§ **GIVEN REQUEST**: Please convert the records below into a two-column CSV with the header text,answer and one row per record. Put each record's text and its answer in their own quoted fields, replacing line breaks with spaces.

++++ ITEMS ++++

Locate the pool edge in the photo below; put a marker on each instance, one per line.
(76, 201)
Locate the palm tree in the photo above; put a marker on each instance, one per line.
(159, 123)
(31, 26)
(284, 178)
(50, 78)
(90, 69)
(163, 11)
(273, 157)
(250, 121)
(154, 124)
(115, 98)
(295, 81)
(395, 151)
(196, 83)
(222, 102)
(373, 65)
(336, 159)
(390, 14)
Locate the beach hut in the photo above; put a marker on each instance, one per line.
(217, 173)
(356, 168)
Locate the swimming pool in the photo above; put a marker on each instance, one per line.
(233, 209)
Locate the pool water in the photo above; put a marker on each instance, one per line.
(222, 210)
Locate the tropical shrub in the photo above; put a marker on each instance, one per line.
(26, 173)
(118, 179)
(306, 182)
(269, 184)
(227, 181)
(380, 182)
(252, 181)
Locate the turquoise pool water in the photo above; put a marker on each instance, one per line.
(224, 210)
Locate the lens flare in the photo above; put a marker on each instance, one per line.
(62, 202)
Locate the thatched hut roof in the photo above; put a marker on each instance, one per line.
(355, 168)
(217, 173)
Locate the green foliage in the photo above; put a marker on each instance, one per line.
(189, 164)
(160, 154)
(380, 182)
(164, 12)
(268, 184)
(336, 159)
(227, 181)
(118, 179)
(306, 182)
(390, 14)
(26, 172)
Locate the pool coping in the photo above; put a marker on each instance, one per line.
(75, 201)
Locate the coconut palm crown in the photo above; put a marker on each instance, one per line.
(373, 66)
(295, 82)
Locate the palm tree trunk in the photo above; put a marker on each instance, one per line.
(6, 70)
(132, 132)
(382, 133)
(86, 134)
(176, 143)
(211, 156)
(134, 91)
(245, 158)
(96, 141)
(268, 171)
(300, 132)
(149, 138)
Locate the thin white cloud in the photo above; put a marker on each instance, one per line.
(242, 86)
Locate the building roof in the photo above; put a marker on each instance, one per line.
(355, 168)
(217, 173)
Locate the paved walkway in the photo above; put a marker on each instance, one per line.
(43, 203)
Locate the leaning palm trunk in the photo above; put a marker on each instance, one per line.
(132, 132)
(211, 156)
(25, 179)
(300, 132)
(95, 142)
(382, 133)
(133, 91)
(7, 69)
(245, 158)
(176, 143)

++++

§ **RIGHT ANSWER**:
text,answer
"Locate the pool edge in the photo below; put a marker on each instance, one per line.","(76, 201)"
"Locate the palm tree in the photo above; put a marker on each instance, one per line.","(159, 123) (31, 26) (284, 178) (50, 78) (90, 69) (163, 11) (273, 157) (250, 121) (154, 124) (115, 98) (295, 81) (395, 151) (196, 83) (222, 102) (373, 65) (336, 159) (390, 14)"
"Locate the beach hut in the photo above; put a marker on each instance, one per line.","(217, 173) (356, 168)"
"Locate the swimming pool in the photo above; put a marker on each instance, one per line.","(233, 209)"
"Locate the pool water in the photo above; put a marker on each instance, one per line.","(222, 210)"
"Locate the tropical shrub in the photo above; put a marker on each instance, one per line.","(26, 173) (118, 179) (306, 182) (269, 184) (227, 181) (380, 182) (252, 181)"
"Locate the turquoise pool water in the photo above; put a marker on each instance, one per line.","(224, 210)"
"Locate the lens flare in the photo above; put a marker on each instance, one per line.","(62, 202)"
"Locate the thatched hut roof in the photo above; put a marker on each instance, one per line.","(355, 168) (217, 173)"
"Locate the green foliage in the photo above; put a marker on each instance, one per line.","(189, 164) (160, 154) (380, 182) (164, 12) (268, 184) (336, 159) (227, 181) (118, 179) (306, 182) (390, 14) (26, 172)"
"Locate the pool coping in the photo above; put a marker on each instance, one per line.","(75, 201)"
"Locate the coconut palm crown in the photo above; put a marker on each instance, one per line.","(373, 66) (295, 82)"
"Locate the palm tree trunk in the photo above; put a marker on each instance, one per line.","(6, 70) (132, 132) (382, 133) (86, 134) (176, 143) (211, 156) (134, 91) (245, 158) (96, 141) (268, 171) (300, 132) (149, 138)"
"Locate the thin white cloud in the photo above; put a marker on each instance, one per line.","(242, 86)"
"Locate the building roof in the photo above; put a marker on each instance, one per line.","(355, 168) (217, 173)"
"Locate the paved walkway in the photo above; put a marker on each instance, one per line.","(43, 203)"
"Locate the leaning palm trunk in the photo above; put a marker on each instance, one per line.","(132, 132) (211, 156) (25, 179) (300, 132) (95, 142) (382, 133) (133, 91) (7, 69) (245, 158) (176, 143)"